Stated goal :: Edit the data below so that every "wood mulch" becomes "bark chips", leaving everything else as it is. Omit the pictures from your answer.

Outline records for named regions

## BEGIN

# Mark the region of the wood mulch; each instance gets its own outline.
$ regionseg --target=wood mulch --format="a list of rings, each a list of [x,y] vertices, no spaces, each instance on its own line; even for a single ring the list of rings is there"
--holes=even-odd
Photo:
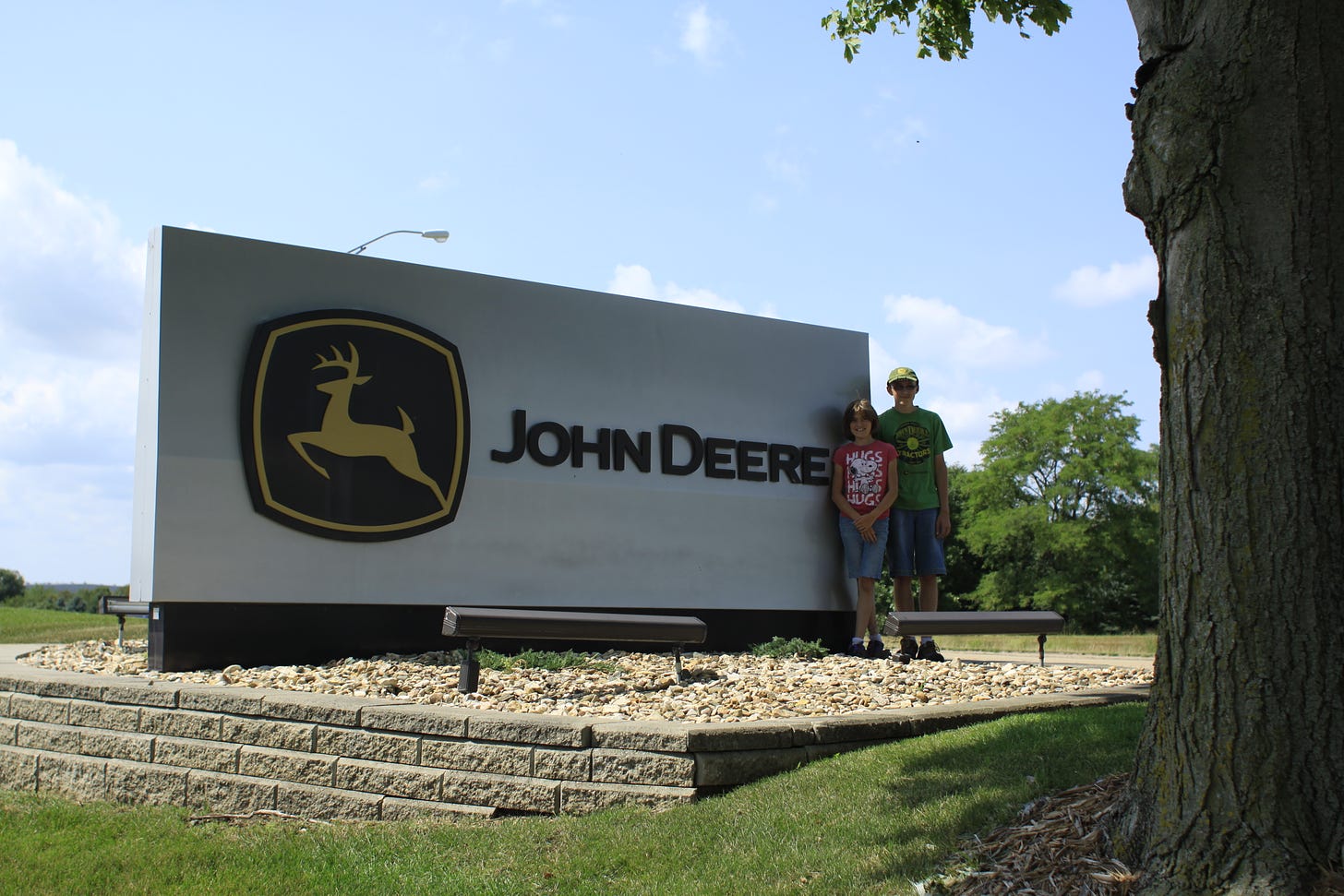
[[[1111,815],[1120,810],[1129,774],[1101,778],[1027,803],[1017,819],[976,837],[933,880],[917,884],[927,896],[1128,896],[1142,870],[1114,857]],[[1344,896],[1344,873],[1327,870],[1312,896]]]
[[[1017,819],[977,837],[949,869],[919,885],[945,896],[1071,893],[1126,896],[1140,875],[1111,856],[1107,821],[1120,807],[1129,774],[1042,797]]]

## END

Final answer ::
# Mark the region of the bark chips; each instance gets its own outline.
$ regionseg --target=bark chips --format="a list of rings, each a list of [x,y] vertices, no spaces, each instance on its own line; even for a single ring the list of rings is there"
--holes=even-odd
Photo:
[[[1111,815],[1120,810],[1129,774],[1101,778],[1027,803],[1017,819],[976,837],[933,880],[917,884],[927,896],[1128,896],[1142,870],[1114,857]],[[1344,896],[1344,873],[1327,870],[1312,896]]]
[[[1017,819],[977,837],[949,869],[919,885],[945,896],[1071,893],[1126,896],[1140,875],[1111,856],[1107,821],[1120,807],[1129,774],[1042,797]]]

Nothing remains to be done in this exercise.